## start

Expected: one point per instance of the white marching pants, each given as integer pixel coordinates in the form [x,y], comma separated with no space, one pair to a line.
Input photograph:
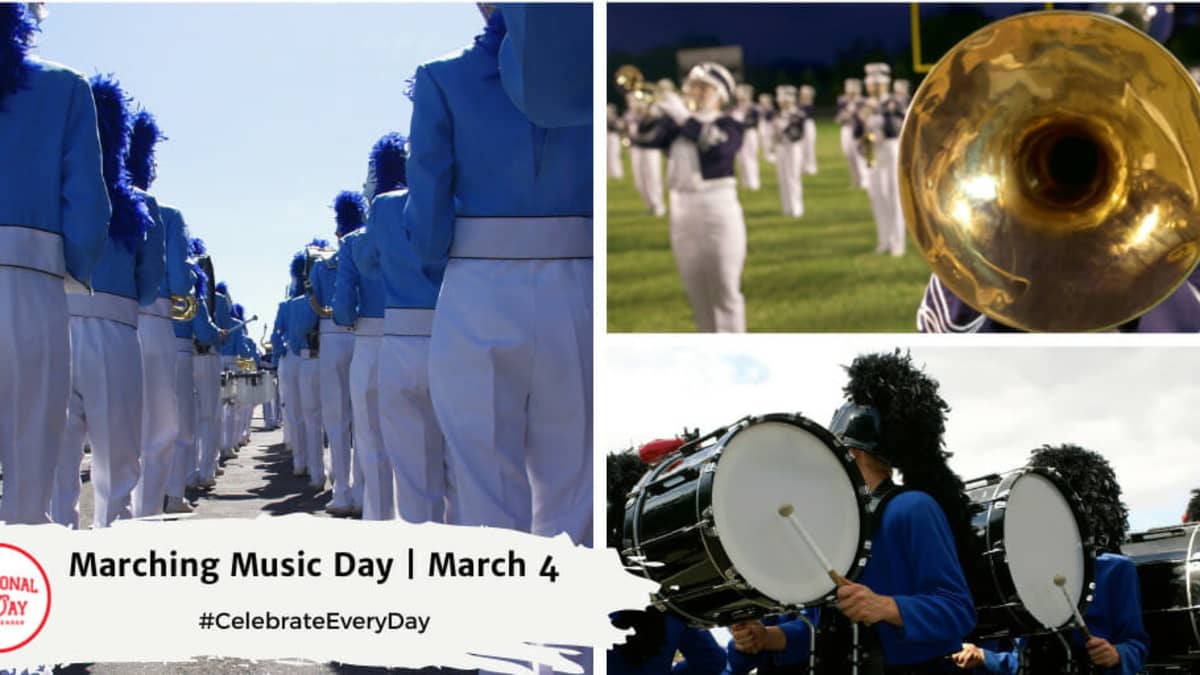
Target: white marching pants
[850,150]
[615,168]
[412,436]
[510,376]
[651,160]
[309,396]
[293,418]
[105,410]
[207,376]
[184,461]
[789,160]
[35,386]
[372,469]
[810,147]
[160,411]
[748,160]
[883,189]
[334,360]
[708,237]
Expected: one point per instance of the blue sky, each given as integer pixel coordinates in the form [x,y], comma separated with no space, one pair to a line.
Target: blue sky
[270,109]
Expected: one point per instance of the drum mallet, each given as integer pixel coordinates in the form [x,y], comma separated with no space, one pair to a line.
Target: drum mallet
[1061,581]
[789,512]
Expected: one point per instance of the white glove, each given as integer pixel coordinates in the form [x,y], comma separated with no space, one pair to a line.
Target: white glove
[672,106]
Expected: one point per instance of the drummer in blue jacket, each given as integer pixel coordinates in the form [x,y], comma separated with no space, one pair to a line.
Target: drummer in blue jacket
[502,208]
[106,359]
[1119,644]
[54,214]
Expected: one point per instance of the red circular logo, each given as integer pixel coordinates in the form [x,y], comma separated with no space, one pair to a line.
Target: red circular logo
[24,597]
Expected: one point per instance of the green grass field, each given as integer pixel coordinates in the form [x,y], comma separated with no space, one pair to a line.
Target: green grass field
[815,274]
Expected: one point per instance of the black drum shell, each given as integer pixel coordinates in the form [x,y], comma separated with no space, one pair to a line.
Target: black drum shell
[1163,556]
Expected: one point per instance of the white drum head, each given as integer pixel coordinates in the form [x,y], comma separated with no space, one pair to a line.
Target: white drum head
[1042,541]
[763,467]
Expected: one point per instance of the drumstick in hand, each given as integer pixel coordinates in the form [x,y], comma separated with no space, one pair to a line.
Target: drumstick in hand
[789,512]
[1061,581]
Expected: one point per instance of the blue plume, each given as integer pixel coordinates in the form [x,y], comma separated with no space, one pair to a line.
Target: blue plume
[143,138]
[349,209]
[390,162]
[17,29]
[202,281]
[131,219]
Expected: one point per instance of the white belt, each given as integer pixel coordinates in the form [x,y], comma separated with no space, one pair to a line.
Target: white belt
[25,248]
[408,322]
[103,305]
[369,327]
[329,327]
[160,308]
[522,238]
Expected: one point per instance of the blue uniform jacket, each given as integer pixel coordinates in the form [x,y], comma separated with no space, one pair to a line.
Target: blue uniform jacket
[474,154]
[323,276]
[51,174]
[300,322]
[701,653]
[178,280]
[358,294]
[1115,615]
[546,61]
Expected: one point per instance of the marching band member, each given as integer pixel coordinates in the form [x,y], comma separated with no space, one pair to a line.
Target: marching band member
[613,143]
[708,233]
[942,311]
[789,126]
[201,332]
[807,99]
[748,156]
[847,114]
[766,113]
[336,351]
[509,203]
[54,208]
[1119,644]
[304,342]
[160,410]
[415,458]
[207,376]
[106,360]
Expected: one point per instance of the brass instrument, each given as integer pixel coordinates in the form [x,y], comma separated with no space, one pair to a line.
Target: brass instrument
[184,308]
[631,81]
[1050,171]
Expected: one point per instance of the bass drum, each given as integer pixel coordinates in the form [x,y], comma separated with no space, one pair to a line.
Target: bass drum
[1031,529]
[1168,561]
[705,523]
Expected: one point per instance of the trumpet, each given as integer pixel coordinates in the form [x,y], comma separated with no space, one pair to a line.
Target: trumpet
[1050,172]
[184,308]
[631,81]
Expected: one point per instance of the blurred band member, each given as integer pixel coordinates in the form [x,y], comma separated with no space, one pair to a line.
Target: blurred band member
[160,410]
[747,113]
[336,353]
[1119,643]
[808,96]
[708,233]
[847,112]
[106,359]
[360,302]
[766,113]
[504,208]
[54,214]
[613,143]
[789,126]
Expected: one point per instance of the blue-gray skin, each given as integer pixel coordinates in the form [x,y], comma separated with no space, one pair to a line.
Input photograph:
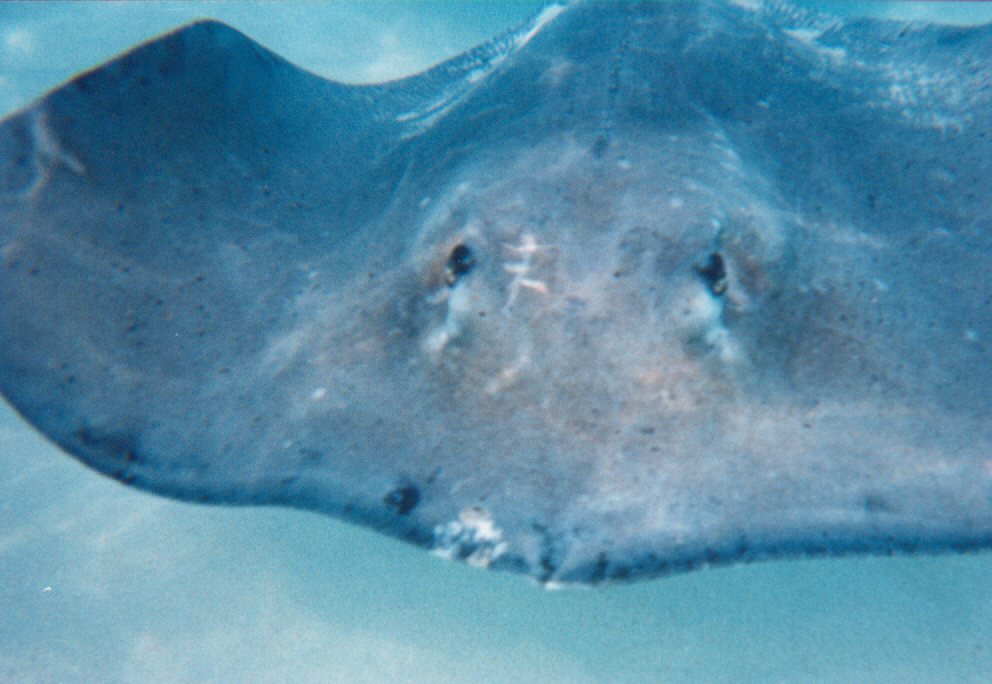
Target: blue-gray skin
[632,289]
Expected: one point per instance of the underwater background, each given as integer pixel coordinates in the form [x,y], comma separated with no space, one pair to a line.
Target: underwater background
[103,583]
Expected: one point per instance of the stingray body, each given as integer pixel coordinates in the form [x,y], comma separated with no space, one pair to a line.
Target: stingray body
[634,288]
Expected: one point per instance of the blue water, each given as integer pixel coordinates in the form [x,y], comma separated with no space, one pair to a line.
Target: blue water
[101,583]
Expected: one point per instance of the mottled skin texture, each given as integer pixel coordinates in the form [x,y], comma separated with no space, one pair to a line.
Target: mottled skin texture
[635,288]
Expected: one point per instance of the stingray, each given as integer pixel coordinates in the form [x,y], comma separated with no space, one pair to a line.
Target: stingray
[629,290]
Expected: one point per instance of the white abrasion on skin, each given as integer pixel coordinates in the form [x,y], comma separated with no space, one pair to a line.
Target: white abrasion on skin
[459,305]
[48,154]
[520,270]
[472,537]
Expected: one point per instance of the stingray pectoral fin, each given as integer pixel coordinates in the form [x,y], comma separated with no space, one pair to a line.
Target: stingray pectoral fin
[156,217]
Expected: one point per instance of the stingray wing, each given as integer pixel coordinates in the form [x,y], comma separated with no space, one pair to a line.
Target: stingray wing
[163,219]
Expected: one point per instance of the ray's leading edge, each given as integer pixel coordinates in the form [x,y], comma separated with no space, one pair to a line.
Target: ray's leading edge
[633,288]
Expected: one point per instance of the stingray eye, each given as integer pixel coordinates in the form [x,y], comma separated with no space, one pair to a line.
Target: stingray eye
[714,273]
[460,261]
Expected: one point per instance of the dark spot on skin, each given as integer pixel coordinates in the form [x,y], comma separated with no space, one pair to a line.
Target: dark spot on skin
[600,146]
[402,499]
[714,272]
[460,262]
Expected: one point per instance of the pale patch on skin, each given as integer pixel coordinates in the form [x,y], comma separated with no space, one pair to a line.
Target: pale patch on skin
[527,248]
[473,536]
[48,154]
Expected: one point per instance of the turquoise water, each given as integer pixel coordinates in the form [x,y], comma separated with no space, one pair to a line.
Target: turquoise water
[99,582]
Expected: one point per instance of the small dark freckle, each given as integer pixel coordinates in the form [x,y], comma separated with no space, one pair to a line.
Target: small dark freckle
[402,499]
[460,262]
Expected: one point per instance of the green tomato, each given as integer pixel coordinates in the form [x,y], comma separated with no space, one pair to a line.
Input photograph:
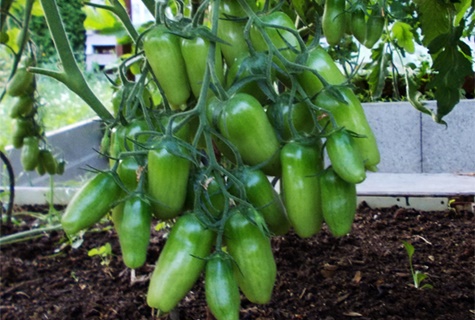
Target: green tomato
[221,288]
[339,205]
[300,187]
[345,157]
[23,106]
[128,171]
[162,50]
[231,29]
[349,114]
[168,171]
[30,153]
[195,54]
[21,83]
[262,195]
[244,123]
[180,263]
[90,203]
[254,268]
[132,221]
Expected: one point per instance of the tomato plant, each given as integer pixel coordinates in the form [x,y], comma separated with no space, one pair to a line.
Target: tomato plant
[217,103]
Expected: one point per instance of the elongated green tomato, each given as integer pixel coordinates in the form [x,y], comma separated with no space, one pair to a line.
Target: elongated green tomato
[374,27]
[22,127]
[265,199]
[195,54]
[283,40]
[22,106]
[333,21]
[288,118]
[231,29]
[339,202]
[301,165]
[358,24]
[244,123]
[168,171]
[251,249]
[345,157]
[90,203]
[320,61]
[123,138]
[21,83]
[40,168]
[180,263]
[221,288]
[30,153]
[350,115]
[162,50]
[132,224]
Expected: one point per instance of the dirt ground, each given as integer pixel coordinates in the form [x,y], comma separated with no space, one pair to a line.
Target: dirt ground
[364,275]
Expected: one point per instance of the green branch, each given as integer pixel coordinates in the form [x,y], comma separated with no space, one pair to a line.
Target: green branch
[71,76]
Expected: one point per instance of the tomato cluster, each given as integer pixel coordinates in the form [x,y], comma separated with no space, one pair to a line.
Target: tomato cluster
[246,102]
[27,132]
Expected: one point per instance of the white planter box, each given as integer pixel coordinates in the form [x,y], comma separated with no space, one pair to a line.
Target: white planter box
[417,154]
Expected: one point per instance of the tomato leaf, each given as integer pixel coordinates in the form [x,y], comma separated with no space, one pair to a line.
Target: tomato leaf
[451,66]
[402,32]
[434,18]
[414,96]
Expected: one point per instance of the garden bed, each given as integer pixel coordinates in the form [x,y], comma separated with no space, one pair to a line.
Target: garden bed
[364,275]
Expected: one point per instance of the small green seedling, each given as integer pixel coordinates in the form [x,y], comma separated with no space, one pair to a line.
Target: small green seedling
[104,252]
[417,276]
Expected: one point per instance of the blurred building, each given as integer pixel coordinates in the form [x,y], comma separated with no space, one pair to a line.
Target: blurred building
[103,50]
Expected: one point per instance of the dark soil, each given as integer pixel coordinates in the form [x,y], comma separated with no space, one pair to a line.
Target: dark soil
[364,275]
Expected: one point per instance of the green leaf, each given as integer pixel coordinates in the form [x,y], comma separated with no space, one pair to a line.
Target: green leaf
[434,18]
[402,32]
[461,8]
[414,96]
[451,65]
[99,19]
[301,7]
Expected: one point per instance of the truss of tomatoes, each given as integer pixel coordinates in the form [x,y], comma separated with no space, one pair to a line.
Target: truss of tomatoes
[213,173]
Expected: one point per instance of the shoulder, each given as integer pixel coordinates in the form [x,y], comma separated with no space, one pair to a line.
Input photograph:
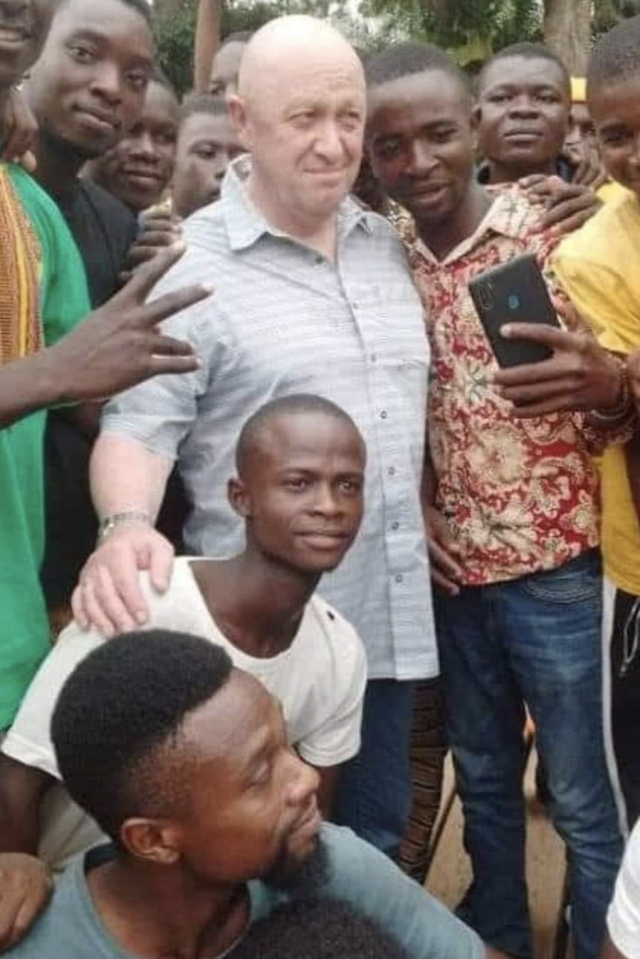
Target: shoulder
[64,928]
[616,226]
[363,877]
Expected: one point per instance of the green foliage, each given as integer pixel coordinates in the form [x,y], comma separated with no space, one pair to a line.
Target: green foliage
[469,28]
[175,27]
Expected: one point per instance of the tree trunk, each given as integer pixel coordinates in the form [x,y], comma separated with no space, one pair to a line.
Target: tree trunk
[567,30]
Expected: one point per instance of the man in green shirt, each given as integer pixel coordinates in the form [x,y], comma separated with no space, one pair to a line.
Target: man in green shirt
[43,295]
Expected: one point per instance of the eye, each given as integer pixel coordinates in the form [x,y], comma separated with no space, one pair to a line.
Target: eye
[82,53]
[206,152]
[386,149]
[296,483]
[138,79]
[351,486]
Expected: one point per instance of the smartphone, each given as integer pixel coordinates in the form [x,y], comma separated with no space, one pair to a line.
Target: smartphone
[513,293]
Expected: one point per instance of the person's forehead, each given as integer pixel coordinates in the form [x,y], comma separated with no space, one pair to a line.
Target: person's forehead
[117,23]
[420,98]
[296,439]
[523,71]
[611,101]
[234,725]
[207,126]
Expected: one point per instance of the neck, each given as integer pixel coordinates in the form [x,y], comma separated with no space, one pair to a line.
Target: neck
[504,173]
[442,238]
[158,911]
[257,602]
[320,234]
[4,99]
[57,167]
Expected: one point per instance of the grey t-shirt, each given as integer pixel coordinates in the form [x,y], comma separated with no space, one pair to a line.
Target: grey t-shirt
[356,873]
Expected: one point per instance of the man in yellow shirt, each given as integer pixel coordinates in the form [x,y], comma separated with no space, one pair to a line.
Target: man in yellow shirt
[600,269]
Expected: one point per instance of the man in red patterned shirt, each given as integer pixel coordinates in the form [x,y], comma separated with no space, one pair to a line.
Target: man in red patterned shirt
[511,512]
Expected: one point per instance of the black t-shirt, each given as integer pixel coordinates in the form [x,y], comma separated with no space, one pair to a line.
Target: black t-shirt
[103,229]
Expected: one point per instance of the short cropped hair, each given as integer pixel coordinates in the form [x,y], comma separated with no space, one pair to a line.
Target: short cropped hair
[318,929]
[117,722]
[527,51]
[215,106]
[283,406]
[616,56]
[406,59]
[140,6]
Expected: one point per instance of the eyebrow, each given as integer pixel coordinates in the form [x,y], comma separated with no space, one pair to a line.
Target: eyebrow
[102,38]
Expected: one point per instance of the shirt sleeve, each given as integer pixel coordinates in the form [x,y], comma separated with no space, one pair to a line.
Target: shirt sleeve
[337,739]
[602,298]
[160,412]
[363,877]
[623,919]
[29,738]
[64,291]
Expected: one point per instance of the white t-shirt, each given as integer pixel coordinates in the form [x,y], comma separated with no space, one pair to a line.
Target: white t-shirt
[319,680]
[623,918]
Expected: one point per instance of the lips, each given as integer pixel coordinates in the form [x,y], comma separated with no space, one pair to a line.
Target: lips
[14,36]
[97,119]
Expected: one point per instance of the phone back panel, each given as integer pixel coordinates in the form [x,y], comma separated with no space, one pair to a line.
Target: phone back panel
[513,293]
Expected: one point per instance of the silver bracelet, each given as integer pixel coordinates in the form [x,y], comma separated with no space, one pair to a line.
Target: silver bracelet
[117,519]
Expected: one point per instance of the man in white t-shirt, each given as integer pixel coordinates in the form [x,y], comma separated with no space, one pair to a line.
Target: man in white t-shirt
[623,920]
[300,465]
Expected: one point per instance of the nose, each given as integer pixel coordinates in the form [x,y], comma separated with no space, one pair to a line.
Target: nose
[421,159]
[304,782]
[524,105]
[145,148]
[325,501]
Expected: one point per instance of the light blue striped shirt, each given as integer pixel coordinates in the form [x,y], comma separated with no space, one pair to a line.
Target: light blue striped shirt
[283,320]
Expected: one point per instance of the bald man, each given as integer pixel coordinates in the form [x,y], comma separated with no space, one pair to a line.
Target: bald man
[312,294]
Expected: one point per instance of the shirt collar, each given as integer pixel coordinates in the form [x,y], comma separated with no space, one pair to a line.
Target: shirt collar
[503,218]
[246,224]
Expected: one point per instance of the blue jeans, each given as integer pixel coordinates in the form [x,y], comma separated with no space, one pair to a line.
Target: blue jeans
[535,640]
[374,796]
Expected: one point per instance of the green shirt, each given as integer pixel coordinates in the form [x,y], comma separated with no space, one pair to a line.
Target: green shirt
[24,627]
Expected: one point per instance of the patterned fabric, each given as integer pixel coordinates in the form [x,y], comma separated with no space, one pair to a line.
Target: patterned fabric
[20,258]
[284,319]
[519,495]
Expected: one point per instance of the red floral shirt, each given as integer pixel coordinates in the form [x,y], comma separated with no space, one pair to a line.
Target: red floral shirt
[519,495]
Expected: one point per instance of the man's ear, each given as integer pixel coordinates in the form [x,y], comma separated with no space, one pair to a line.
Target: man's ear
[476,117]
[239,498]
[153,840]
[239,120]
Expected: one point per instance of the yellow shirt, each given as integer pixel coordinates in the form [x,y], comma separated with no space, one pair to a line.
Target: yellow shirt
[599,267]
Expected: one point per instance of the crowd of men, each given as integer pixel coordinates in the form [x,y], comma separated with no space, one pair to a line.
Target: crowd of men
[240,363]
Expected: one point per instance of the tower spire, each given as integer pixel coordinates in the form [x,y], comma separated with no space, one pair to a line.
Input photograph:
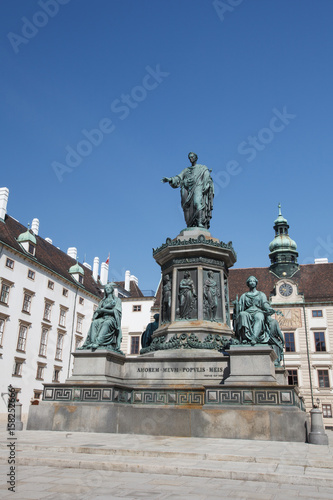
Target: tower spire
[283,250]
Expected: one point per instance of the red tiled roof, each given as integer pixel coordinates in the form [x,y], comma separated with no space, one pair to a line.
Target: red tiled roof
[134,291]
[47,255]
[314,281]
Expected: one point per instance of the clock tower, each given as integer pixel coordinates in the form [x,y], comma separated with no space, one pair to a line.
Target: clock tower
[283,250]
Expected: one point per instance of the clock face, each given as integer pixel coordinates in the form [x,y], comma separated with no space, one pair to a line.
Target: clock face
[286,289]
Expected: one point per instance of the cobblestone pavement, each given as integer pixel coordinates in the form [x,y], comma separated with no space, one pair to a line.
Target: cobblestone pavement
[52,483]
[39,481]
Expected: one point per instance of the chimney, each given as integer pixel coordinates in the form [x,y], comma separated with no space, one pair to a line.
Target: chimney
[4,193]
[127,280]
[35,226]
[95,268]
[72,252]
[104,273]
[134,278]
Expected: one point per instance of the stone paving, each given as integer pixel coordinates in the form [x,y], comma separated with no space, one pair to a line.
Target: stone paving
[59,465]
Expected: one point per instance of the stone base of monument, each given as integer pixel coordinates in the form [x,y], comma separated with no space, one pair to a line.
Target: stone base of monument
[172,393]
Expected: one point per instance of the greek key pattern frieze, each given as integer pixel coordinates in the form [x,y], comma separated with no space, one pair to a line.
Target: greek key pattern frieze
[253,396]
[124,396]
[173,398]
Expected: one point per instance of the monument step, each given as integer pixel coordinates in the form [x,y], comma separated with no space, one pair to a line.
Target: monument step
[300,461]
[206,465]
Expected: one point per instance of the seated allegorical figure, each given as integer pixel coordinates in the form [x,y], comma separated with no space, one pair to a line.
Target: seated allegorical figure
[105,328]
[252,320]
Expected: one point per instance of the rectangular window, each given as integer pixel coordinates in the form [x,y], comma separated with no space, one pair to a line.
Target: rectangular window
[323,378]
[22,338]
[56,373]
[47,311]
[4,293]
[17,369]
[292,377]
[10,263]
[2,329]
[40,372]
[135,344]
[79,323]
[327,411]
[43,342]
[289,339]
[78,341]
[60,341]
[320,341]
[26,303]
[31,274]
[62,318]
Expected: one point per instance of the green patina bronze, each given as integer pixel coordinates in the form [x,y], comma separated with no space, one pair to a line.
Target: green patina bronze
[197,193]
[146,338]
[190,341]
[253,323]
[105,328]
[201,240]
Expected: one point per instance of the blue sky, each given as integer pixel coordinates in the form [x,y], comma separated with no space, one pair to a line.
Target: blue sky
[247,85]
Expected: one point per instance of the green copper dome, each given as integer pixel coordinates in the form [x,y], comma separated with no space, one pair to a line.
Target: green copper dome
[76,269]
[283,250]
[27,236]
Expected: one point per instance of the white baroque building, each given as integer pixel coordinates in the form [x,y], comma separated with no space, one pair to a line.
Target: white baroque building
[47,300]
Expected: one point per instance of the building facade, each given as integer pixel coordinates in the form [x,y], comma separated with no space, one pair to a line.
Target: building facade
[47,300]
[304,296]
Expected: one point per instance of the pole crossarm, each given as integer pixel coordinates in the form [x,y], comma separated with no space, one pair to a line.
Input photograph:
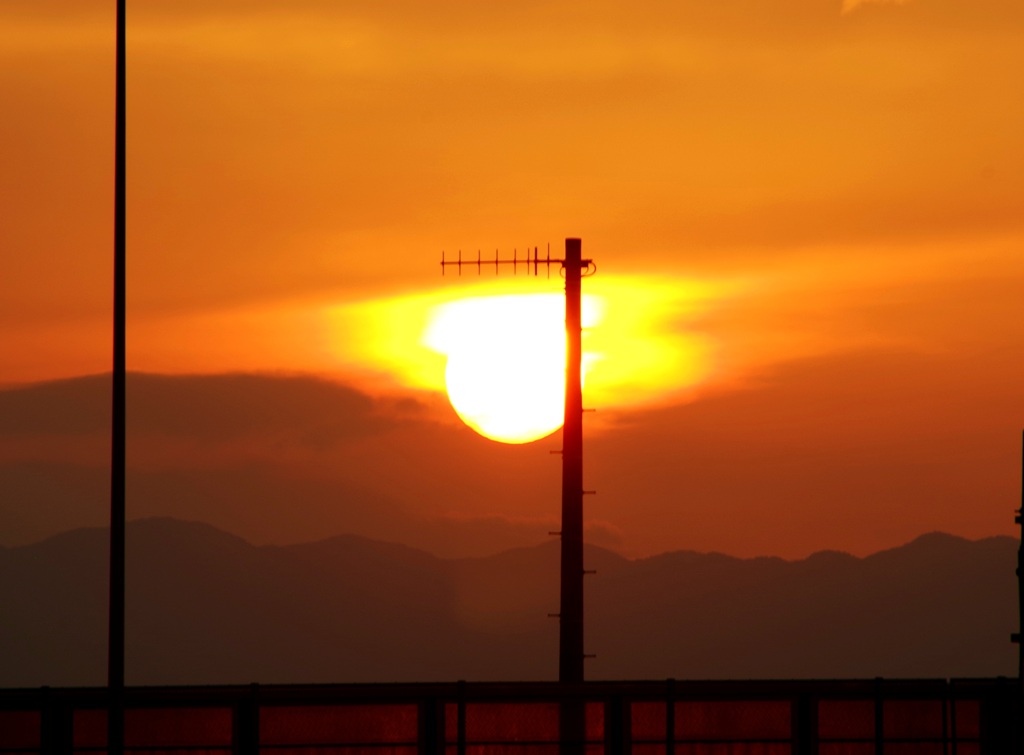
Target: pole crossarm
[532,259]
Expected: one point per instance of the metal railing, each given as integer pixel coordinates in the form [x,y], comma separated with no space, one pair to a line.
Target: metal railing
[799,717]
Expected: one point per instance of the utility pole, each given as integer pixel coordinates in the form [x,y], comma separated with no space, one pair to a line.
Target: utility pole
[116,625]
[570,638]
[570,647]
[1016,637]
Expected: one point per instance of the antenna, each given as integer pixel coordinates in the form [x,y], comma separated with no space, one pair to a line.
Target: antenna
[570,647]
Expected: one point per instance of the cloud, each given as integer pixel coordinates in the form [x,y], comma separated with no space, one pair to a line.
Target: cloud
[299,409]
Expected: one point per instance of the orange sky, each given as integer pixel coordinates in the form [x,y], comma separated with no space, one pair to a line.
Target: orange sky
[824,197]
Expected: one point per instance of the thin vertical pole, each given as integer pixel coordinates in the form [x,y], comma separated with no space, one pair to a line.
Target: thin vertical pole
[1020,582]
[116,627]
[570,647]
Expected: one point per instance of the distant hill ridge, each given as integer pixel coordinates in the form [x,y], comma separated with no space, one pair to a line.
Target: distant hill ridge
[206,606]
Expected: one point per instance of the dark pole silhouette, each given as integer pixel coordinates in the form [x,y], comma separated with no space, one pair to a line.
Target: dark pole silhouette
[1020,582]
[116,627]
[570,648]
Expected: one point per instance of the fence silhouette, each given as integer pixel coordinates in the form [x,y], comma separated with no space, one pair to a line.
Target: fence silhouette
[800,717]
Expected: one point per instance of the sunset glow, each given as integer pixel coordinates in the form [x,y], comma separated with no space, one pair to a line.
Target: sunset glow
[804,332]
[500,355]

## end

_Exercise aim_
Write out exactly the lines starting with the one that holds "Expected: one point per instance of the distant" and running through the last line above.

_Answer for the task_
Expected: one point per instance of the distant hill ridge, each given as integer pixel coordinates in the form [x,y], comma separated with no space, one pair to a line.
Target: distant hill ridge
[206,606]
Expected: one point per instance of the dark pole silhouette, each given as integer pixel coordinates in the form [x,y], comma separated with no space, one pair to a line.
Target: dark pole silhouette
[1020,582]
[116,627]
[570,648]
Expected: one point per instance of the fence silhouette, each given as integer pixel coordinates in the form [x,y], comma separated with no space, one pair to a line.
Target: fence silhouette
[800,717]
Expected: one point per instance of the sunset glow, each given as integer pixel coordinates in the form [x,y], comma separated with no space, one pair to a line.
Target: sunset glow
[804,332]
[500,355]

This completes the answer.